## WHAT YOU WILL DO:
Pull out the lines of the records below from the very first line up to and including the line with "176 144 L 174", and repeat them exactly.

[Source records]
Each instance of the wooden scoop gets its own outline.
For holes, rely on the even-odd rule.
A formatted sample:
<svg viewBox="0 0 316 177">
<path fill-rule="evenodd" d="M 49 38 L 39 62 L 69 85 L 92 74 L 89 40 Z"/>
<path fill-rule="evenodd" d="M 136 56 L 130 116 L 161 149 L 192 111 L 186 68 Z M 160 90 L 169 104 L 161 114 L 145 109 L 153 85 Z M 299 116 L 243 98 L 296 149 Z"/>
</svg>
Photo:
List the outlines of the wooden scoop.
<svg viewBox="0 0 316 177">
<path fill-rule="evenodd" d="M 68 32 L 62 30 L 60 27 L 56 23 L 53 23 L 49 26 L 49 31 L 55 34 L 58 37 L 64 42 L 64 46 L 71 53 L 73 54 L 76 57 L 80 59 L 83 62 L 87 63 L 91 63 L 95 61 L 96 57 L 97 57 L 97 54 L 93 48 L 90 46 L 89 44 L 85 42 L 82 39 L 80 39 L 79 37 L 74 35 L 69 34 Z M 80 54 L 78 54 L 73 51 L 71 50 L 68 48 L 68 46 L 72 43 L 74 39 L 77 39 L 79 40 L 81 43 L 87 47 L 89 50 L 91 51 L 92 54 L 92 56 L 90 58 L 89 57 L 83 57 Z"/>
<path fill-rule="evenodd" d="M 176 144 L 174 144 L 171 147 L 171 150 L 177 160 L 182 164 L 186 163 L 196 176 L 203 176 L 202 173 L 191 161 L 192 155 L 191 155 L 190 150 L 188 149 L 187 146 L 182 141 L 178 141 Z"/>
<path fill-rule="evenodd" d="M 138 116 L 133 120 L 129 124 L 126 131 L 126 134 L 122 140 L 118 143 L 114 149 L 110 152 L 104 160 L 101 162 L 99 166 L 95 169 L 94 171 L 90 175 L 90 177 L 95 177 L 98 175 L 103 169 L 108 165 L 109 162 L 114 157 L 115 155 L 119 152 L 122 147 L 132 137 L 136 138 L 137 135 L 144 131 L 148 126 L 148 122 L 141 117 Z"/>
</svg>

## SOLUTION TO THIS PROBLEM:
Each instance of the wooden scoop gets its own outline.
For holes, rely on the even-odd rule.
A formatted sample:
<svg viewBox="0 0 316 177">
<path fill-rule="evenodd" d="M 49 38 L 39 62 L 69 85 L 92 74 L 89 40 Z"/>
<path fill-rule="evenodd" d="M 136 56 L 130 116 L 161 149 L 192 111 L 186 68 Z M 160 90 L 169 104 L 161 114 L 145 109 L 153 85 Z M 299 116 L 243 98 L 296 149 Z"/>
</svg>
Photo:
List the outlines of the wooden scoop.
<svg viewBox="0 0 316 177">
<path fill-rule="evenodd" d="M 68 32 L 62 30 L 60 27 L 56 23 L 53 23 L 49 26 L 49 31 L 55 34 L 58 37 L 64 42 L 64 46 L 71 53 L 73 54 L 76 57 L 80 59 L 83 62 L 87 63 L 91 63 L 95 61 L 96 57 L 97 57 L 97 54 L 93 48 L 90 46 L 89 44 L 85 42 L 82 39 L 80 39 L 79 37 L 74 35 L 69 34 Z M 80 54 L 78 54 L 73 51 L 71 50 L 68 48 L 68 46 L 72 43 L 74 39 L 77 39 L 79 40 L 81 43 L 87 47 L 89 50 L 91 51 L 92 54 L 92 56 L 90 58 L 89 57 L 83 57 Z"/>
<path fill-rule="evenodd" d="M 176 144 L 174 144 L 171 147 L 171 150 L 177 160 L 182 164 L 186 163 L 196 176 L 203 176 L 202 173 L 191 161 L 192 155 L 191 155 L 190 150 L 188 149 L 187 146 L 182 141 L 178 141 Z"/>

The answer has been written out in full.